Record excerpts:
***
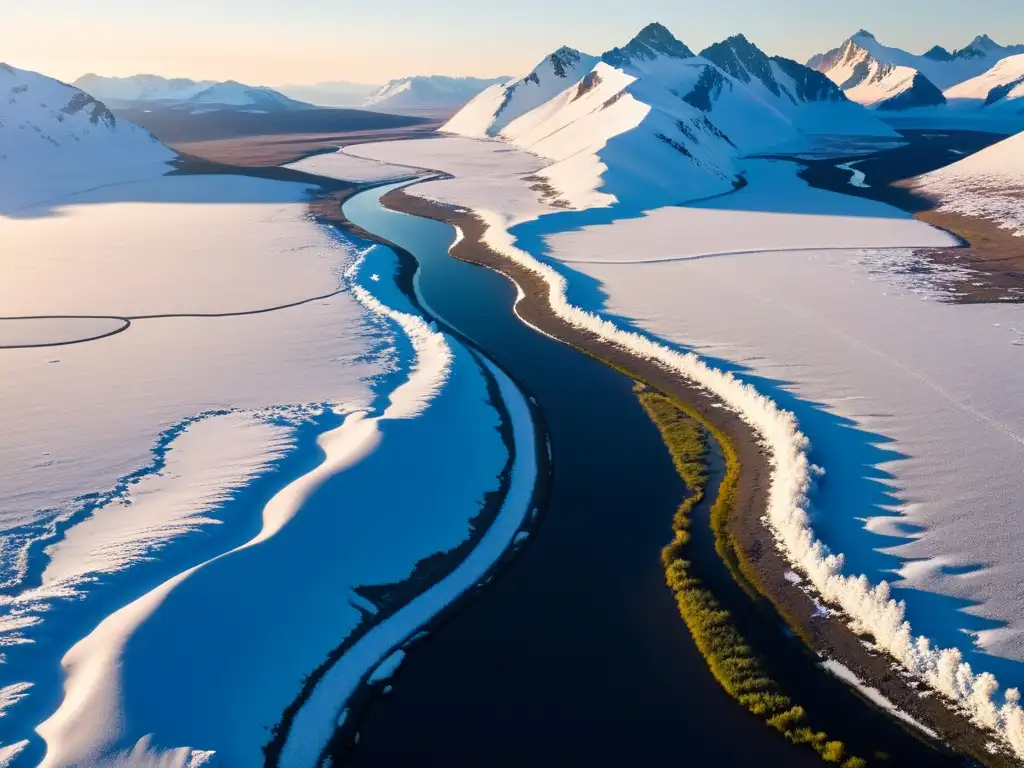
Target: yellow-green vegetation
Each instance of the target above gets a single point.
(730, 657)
***
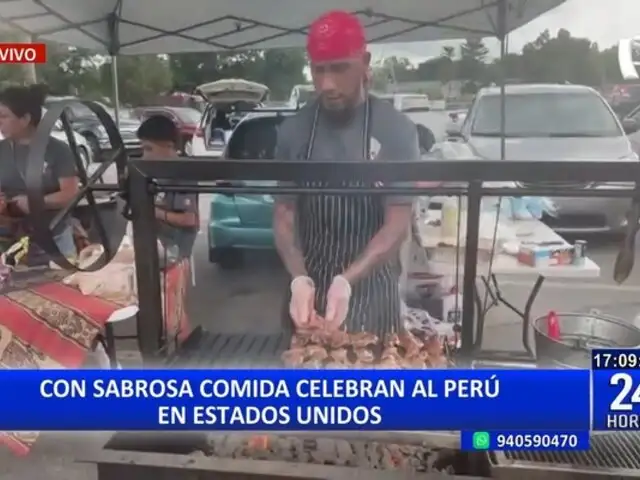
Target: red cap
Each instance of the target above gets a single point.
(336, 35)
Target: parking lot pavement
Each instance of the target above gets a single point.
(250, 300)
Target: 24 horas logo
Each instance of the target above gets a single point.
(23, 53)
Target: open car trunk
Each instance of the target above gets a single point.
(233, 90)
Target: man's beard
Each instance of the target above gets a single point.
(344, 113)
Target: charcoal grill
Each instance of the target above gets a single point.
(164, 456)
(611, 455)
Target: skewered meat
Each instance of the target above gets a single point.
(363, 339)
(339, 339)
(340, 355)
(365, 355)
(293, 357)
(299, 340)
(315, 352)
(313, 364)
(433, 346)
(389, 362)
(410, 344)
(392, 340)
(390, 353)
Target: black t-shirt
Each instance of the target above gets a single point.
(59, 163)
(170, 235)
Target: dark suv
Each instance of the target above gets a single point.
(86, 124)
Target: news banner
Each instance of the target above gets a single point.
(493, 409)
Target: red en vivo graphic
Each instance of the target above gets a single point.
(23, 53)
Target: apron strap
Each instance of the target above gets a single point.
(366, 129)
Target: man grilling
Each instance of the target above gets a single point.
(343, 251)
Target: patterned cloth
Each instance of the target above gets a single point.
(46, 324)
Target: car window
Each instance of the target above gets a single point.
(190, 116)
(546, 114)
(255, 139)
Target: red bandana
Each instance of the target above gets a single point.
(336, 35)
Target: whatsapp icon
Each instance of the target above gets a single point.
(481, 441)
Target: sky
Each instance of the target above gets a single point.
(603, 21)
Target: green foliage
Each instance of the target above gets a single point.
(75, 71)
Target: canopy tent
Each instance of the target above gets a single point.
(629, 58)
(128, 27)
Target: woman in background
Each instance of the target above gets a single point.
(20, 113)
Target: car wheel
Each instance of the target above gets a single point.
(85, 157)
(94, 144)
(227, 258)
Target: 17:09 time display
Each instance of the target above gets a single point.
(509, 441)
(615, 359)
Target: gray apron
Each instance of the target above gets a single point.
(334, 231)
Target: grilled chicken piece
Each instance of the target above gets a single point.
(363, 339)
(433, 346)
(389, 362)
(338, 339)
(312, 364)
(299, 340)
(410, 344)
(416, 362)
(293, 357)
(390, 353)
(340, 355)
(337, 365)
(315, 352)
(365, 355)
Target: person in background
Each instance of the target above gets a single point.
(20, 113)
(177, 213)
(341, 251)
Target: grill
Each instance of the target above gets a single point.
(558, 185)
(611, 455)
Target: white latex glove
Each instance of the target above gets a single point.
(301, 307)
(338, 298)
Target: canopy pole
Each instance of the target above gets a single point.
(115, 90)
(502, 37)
***
Problem statement:
Which lines of the material contain the word "apron"? Pull each of them out in full.

Full solution:
Target: apron strap
Target: gray apron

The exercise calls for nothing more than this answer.